Tally the lines of the material below that contain the string "target", matching case exactly. Give only the number.

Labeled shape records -

(begin)

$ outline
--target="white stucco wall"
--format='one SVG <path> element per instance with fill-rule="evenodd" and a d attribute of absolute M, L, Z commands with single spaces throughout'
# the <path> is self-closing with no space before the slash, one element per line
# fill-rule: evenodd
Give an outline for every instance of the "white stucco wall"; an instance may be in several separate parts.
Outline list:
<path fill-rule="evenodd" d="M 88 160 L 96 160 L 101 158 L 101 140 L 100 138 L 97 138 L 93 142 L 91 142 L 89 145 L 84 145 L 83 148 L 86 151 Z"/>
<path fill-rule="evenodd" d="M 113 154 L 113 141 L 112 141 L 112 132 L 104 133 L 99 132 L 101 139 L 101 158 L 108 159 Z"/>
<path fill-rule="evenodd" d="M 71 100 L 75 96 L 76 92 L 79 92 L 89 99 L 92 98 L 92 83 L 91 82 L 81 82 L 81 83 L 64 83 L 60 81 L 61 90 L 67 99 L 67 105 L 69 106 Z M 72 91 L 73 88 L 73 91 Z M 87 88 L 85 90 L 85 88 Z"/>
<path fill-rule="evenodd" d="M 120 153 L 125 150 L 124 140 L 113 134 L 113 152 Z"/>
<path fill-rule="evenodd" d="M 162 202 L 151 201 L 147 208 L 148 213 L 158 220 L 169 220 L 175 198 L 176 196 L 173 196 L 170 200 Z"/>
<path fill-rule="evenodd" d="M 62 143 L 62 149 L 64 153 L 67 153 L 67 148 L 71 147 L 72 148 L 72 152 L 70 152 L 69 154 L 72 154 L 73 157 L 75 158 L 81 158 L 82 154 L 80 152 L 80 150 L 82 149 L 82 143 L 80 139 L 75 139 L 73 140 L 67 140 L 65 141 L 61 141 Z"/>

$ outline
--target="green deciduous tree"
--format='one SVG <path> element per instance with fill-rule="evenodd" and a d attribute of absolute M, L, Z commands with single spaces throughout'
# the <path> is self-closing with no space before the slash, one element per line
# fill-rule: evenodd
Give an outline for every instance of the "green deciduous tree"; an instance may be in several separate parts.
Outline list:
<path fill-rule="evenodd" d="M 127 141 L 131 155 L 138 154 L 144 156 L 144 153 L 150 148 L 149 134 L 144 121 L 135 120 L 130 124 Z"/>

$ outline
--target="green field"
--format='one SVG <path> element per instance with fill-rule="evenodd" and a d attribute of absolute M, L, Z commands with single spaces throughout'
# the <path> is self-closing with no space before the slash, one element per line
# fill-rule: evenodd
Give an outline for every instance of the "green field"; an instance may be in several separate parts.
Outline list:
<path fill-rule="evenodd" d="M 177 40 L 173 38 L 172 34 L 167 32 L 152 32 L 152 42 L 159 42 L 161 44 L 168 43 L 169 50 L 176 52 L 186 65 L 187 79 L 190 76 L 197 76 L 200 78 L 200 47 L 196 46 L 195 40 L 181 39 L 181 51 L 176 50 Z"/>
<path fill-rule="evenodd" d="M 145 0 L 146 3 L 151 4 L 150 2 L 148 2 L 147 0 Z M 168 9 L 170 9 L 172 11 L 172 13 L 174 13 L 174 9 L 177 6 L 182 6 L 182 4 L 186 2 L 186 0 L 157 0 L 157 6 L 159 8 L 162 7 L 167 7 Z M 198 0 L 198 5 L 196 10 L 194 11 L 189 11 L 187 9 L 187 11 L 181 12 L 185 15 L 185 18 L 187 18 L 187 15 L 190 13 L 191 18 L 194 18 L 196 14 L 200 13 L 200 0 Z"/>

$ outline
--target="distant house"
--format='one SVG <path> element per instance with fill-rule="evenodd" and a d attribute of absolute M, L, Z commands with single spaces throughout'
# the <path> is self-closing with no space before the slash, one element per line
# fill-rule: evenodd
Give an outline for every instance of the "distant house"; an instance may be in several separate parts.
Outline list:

(end)

Answer - 4